-- Start of Excerpt --

BRIEF DESCRIPTION OF THE DRAWINGS
[0006] FIG. 1 is a block diagram schematically showing the configuration of a processor system 2 having a built-in cache memory 1 according to an embodiment;
[0007] FIG. 2 is a block diagram of a detailed internal configuration of the cache memory 1 of FIG. 1;
[0008] FIG. 3 is a diagram showing a memory layered structure in the present embodiment;
[0009] FIG. 4 is a diagram illustrating the configuration of an L2-cache 7 in the present embodiment;
[0010] FIG. 5 is a diagram showing, in detail, an example of the data structure of a second cache memory unit 14;
[0011] FIG. 6 is a diagram illustrating the policy of inclusive type (a first policy);
[0012] FIG. 7 is a diagram illustrating the policy of Exclusive (a second policy); and FIG. 8 is a diagram illustrating an access-frequency-based word-number variable method.
DETAILED DESCRIPTION
[0013] According to one embodiment, a cache memory includes a first cache memory that is accessible per cache line, and a second cache memory that is accessible per word, the second cache memory being positioned in a same cache layer as the first cache memory.
[0014] Hereinafter, embodiments of the present invention will be explained with reference to the drawings. The following embodiments will be explained mainly with unique configurations and operations of a cache memory and a processor system. However, the cache memory and the processor system may have other configurations and operations which will not be described below. These omitted configurations and operations may also be included in the scope of the embodiments.
[0015] FIG. 1 is a block diagram schematically showing the configuration of a processor system 2 having a built-in cache memory 1 according to an embodiment. The processor system 2 of FIG. 1 is provided with the cache memory 1, a processor core 3, and an MMU 5. The cache memory 1 has a layered structure of, for example, an L1-cache 6 and an L2-cache 7. FIG. 2 is a block diagram of a detailed internal configuration of the cache memory 1 of FIG. 1.
[0016] The processor core 3 has, for example, a multicore configuration of a plurality of arithmetic units 11. The L1-cache 5 is connected to each arithmetic unit 11. Since the L1-cache 6 is required to have a high-speed performance, it has an SRAM (Static Random Access Memory), for example. The processor core 3 may have a single-core configuration of one L1-cache 6,
[0017] The MMU 5 converts a virtual address issued by the processor core 3 into a physical address to access the main memory 8 and the cache memory 1. The MMU 5 acquires an address of data newly stored in the cache memory 1 and an address of data flushed out from the cache memory 1 to update a conversion table of virtual addresses and physical addresses.
[0018] The MMU 5 is usually provided for each arithmetic unit 11. The MMU 5 may be omitted.

-- End of Excerpt --
-- Start of Provided data --

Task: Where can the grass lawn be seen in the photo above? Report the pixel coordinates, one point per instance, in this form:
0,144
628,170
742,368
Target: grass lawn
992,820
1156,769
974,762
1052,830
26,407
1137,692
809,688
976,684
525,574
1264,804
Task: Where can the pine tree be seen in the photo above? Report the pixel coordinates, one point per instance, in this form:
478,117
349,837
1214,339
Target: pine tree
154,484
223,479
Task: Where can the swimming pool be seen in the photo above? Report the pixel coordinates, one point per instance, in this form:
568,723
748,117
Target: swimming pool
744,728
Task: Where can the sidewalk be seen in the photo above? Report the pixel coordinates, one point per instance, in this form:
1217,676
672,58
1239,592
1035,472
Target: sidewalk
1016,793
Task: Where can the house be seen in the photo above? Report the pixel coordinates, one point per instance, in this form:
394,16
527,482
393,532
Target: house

-- End of Provided data --

Written request A
Answer these about the cache memory excerpt:
(i) What does FIG. 6 illustrate?
(ii) What does the MMU 5 convert a virtual address issued by the processor core 3 into?
(iii) Per what unit is the second cache memory accessible?
Written request B
Proceed with the cache memory excerpt from its final sentence onward.
The items have no connection to the cache memory excerpt.

Task answer A
(i) The policy of inclusive type (a first policy).
(ii) A physical address, used to access the main memory 8 and the cache memory 1.
(iii) Per word.

Task answer B
[0019] The cache memory 1 stores at least a part of data stored in or of data to be stored in the main memory 8. The cache memory 1 includes the L1-cache 6 and cache memories of a level L2 and higher. The present embodiment is explained with an example in which the cache memory 1 has the L1-cache 6 and the L2-cache 6, for brevity.
[0020] The L2-cache 6 has a first cache memory unit 13, a second cache memory unit 14, a cache controller 15, and an error corrector 16.
[0021] The first cache memory unit 13 is accessible per cache line and is mainly used for storing cache line data. The first cache memory unit 13 is a non-volatile memory such as an MRAM (Magnetoresistive RAM).
[0022] The second cache memory unit 14 is a memory, at least a part of which is accessible per word. The second cache memory unit 14 is mainly used for storing tag information of cache line data stored in the first cache memory unit 13 and also storing critical data that is a part of the cache line data. The critical data is any unit of data to be used by the arithmetic units 11 in arithmetic operations. The critical data is, for example, word data. The word data has, for example, 32 bits for a 32-bit arithmetic unit and 64 bits for a 64-bit arithmetic unit. The second cache memory unit 14 is a volatile memory such as an SRAM.
[0023] The first cache memory unit 13 and the second cache memory unit 14 may not necessarily be an MRAM and SRAM, respectively. However, the second cache memory unit 14 has at least one of the features of being accessible at a lower power than the first cache memory unit 13 and of being accessible at a higher speed than the first cache memory unit 13.
[0024] When the first cache memory unit 13 is an MRAM, the second cache memory unit 14 may be a DRAM or the like. The first cache memory unit 13 and the second cache memory unit 14 may be a pair of a ReRAM (Resistance RAM) and an SRAM respectively, a ReRAM and an MRAM respectively, a PRAM (Phase change RAM) and an SRAM respectively, or a PRAM (Phase Change RAM) and an MRAM respectively.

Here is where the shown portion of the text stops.